• [SET TASK] Rewrite the entries below as a numbered list, leaving out blank lines: begin at the line that contains "Q: For each instance of the windshield in", and stop after the last line of the entries.

• [RECORDS SUPPLIED]

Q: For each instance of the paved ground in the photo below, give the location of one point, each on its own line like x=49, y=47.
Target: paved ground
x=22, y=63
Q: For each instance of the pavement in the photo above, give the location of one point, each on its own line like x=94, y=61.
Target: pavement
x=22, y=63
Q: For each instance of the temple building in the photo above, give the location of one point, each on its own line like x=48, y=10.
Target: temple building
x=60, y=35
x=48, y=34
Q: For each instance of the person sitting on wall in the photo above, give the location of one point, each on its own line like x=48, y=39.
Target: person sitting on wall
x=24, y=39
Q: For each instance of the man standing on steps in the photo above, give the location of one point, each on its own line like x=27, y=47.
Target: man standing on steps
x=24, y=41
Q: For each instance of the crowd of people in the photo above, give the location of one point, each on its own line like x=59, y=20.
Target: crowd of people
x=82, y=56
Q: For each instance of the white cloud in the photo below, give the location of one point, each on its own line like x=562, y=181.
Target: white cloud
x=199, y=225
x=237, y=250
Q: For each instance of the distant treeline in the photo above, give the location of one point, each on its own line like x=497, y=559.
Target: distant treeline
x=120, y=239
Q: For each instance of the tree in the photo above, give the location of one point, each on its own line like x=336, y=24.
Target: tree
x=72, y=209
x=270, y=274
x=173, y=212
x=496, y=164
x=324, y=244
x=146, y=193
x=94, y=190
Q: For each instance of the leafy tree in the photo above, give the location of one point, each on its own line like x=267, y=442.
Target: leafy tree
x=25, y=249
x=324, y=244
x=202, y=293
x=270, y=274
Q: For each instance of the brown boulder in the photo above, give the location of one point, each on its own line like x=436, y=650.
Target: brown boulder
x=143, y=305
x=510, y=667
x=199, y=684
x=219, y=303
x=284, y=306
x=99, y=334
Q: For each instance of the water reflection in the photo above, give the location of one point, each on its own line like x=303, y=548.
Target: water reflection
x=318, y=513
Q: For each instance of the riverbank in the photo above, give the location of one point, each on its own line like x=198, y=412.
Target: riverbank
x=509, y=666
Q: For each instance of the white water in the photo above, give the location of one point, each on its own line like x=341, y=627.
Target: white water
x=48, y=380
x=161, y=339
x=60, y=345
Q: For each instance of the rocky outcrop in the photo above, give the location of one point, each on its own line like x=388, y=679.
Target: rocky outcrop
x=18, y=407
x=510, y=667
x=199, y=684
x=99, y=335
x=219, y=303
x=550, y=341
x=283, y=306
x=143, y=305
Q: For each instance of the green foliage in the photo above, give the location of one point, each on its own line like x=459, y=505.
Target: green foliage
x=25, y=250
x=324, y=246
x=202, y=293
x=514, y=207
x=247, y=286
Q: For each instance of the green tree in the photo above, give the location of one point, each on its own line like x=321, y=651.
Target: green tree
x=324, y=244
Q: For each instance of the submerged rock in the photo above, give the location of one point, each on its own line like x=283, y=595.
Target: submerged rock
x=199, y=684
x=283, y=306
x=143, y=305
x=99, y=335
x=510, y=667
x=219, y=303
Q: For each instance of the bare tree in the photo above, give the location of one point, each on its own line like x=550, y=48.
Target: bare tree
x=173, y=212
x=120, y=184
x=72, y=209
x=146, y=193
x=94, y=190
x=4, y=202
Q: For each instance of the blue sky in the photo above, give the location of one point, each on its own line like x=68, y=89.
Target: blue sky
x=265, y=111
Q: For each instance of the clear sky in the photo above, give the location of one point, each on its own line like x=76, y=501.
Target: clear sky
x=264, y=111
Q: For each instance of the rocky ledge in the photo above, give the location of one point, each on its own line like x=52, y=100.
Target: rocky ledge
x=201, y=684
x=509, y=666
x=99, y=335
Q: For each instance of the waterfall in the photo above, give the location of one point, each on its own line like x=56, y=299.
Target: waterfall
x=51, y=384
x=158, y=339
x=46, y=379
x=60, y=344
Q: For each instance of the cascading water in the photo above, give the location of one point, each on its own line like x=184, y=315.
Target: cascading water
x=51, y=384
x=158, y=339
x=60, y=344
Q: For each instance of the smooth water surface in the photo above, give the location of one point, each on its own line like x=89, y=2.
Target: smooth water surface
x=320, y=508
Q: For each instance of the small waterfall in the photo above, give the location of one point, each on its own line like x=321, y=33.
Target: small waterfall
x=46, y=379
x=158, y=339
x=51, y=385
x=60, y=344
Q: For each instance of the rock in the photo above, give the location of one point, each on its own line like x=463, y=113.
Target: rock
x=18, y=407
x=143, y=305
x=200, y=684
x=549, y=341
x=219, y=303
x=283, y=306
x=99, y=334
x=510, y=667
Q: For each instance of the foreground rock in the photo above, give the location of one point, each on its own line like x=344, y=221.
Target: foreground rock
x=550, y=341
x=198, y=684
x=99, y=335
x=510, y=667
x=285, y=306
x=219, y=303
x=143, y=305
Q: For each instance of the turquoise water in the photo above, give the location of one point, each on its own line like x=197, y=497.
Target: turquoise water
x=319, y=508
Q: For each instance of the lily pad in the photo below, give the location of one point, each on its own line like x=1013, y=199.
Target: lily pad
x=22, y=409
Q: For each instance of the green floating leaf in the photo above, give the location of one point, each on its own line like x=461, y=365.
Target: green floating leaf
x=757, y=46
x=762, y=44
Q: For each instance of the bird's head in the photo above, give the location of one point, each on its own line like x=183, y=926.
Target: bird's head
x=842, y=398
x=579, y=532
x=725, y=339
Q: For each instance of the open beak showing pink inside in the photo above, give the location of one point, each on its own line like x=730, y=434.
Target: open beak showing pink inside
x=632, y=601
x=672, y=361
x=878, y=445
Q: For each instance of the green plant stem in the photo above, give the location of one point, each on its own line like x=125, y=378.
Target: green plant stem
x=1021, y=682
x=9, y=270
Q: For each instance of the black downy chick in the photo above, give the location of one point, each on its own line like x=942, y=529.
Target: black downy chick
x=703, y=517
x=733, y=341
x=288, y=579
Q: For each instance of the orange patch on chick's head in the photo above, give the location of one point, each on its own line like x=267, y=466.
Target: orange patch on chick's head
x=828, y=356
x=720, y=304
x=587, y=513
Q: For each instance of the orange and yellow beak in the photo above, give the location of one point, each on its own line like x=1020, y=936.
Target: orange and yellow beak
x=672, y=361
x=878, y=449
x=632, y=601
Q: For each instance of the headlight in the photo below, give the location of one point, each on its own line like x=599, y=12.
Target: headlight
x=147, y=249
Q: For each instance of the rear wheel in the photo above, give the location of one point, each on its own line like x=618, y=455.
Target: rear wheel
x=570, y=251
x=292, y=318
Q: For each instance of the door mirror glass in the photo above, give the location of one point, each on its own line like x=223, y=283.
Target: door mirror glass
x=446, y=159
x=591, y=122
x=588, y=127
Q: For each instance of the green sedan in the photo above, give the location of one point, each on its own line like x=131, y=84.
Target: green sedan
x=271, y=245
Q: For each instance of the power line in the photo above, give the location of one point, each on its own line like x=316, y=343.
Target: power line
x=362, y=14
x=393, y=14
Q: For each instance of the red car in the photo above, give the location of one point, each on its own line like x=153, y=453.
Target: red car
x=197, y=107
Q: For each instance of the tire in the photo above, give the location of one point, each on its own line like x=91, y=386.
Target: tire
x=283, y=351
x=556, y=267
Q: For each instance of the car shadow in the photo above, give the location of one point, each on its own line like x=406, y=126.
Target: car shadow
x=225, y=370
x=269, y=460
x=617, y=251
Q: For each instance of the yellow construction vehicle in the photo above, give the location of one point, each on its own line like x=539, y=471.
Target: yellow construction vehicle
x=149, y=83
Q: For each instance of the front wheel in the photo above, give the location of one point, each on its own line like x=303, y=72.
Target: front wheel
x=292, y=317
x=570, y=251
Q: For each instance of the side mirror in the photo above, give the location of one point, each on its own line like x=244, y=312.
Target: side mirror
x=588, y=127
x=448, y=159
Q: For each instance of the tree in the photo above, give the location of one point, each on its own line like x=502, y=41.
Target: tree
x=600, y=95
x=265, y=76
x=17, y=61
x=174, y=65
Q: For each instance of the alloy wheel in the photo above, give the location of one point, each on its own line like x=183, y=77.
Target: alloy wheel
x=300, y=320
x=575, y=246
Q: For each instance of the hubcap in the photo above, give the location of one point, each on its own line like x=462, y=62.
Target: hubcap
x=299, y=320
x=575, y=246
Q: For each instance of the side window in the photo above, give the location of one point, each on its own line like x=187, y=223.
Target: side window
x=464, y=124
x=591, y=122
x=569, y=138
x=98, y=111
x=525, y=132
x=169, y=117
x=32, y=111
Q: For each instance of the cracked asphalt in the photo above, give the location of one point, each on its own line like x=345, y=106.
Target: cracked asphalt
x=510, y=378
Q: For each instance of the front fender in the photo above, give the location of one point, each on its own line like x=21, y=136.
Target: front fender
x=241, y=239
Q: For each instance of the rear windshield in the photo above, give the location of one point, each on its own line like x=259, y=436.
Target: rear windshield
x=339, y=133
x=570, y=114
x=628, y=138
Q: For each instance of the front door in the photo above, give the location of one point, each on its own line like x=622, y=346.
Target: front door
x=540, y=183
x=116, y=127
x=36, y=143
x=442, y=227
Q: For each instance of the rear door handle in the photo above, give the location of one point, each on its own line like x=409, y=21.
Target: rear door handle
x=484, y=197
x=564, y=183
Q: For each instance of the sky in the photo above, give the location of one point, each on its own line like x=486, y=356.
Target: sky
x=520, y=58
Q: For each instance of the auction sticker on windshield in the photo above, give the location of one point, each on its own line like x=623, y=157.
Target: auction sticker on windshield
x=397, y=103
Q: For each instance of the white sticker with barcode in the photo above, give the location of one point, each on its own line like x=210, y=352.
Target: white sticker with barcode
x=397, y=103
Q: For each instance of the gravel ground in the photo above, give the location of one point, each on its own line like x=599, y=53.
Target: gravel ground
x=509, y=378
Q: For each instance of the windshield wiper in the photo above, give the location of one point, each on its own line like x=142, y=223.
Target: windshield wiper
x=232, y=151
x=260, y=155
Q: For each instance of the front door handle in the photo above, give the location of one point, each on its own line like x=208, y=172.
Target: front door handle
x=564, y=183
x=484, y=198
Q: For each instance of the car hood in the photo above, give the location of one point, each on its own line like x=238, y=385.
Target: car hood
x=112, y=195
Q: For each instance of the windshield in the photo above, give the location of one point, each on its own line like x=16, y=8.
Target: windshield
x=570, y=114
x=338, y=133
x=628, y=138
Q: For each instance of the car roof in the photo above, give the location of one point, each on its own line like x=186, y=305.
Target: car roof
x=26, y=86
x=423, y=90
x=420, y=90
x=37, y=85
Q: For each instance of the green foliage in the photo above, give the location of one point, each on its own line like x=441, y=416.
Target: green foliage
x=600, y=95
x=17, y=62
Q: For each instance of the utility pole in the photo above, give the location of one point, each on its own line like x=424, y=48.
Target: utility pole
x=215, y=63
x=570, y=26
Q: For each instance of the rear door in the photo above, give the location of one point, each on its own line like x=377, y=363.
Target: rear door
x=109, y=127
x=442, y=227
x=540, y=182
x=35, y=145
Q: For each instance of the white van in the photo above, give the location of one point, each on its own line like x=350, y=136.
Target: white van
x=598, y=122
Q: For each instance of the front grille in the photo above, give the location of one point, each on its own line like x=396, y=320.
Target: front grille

• [PROBLEM SOLUTION]
1. Q: For each instance of the windshield in the photo above, give the location of one point, each on its own line like x=16, y=8.
2. Target: windshield
3. x=570, y=114
4. x=338, y=133
5. x=628, y=138
6. Q: For each instance of the car roof in the photo above, give the location of one point, each on its own line like x=186, y=305.
7. Target: car roof
8. x=26, y=86
9. x=423, y=90
10. x=420, y=90
11. x=37, y=85
12. Q: For each instance of the green foliage in the photo above, give the location of one point, each on its own line like x=441, y=416.
13. Target: green foliage
14. x=600, y=95
15. x=17, y=62
16. Q: For each instance of the utility pole in the photo above, give the location of one point, each on its own line like x=424, y=48.
17. Target: utility pole
18. x=215, y=63
19. x=570, y=26
20. Q: For each instance of the rear door in the photo above, give the location of one point, each on its own line like x=377, y=363.
21. Target: rear door
22. x=109, y=127
23. x=442, y=227
24. x=540, y=182
25. x=35, y=145
26. Q: For each instance of the white van in the photo above, give the location of one point, each on its own line like x=350, y=136.
27. Target: white van
28. x=598, y=122
29. Q: For each instance of the front grille in the photo above, give the location of one point, each on its own line like x=396, y=320.
30. Target: front grille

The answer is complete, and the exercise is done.